> [The data]
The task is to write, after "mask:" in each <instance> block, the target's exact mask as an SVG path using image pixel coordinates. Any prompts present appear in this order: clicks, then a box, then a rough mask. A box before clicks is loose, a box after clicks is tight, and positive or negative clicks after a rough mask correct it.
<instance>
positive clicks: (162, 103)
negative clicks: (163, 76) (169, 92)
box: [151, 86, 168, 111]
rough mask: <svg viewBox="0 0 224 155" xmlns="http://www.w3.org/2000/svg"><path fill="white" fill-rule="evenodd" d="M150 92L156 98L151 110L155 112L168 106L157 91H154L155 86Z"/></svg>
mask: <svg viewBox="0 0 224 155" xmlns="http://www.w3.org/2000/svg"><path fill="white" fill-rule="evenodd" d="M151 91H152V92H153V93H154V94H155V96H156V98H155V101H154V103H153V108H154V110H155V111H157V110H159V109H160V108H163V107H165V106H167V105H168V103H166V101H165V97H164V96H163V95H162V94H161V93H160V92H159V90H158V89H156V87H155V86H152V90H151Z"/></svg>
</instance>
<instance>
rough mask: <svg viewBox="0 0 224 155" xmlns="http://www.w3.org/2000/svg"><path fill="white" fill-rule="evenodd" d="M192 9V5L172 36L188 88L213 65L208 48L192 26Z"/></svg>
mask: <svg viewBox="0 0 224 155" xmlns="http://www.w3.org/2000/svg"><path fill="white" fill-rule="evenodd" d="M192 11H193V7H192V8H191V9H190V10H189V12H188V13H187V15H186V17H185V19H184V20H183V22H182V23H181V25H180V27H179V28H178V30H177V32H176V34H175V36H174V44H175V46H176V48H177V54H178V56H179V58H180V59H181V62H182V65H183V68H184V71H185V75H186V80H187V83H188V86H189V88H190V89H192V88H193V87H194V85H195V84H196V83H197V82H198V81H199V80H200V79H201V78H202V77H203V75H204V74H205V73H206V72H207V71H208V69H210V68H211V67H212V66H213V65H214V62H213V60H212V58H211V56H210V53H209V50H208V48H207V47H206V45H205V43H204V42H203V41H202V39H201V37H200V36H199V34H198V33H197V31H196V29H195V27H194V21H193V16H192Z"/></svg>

> [Problem statement] Arrange the lines above as a Markdown table with a Row column for the row number and a Line column for the line itself, leaving out any blank lines.

> [Answer for this exercise]
| Row | Line |
|---|---|
| 1 | The task is to write, after "mask:" in each <instance> block, the target's exact mask as an SVG path using image pixel coordinates. Any prompts present appear in this order: clicks, then a box, then a rough mask. A box before clicks is loose, a box after clicks is tight, and positive or negative clicks after a rough mask correct it. |
| 2 | <instance> |
| 3 | positive clicks: (162, 103) |
| 4 | negative clicks: (163, 76) (169, 92) |
| 5 | box: [151, 86, 168, 111] |
| 6 | rough mask: <svg viewBox="0 0 224 155" xmlns="http://www.w3.org/2000/svg"><path fill="white" fill-rule="evenodd" d="M150 92L156 98L151 110L155 112L168 106L157 91H154L155 86Z"/></svg> |
| 7 | mask: <svg viewBox="0 0 224 155" xmlns="http://www.w3.org/2000/svg"><path fill="white" fill-rule="evenodd" d="M151 91H152V92H153V93H154V94H155V96H156V98H155V101H154V103H153V108H154V110H155V111H157V110H159V109H160V108H163V107H165V106H167V105H168V103H166V101H165V97H164V96H163V95H162V94H161V93H160V92H159V90H158V89H156V87H155V86H152V90H151Z"/></svg> |
| 8 | </instance> |
| 9 | <instance> |
| 10 | rough mask: <svg viewBox="0 0 224 155" xmlns="http://www.w3.org/2000/svg"><path fill="white" fill-rule="evenodd" d="M192 9V5L172 36L188 88L213 65L208 48L192 26Z"/></svg> |
| 11 | mask: <svg viewBox="0 0 224 155" xmlns="http://www.w3.org/2000/svg"><path fill="white" fill-rule="evenodd" d="M192 11H193V7H192V8H191V9H190V10H189V12H188V13H187V15H186V17H185V19H184V20H183V22H182V23H181V25H180V27H179V28H178V30H177V32H176V34H175V36H174V44H175V46H176V48H177V54H178V56H179V58H180V59H181V62H182V65H183V68H184V71H185V75H186V80H187V83H188V86H189V88H190V89H192V88H193V87H194V85H195V84H196V83H197V82H198V81H199V80H200V79H201V78H202V77H203V75H204V74H205V73H206V72H207V71H208V69H210V68H211V67H212V66H213V65H214V62H213V60H212V58H211V56H210V53H209V50H208V48H207V47H206V45H205V43H204V42H203V41H202V39H201V37H200V36H199V34H198V33H197V31H196V29H195V27H194V21H193V16H192Z"/></svg> |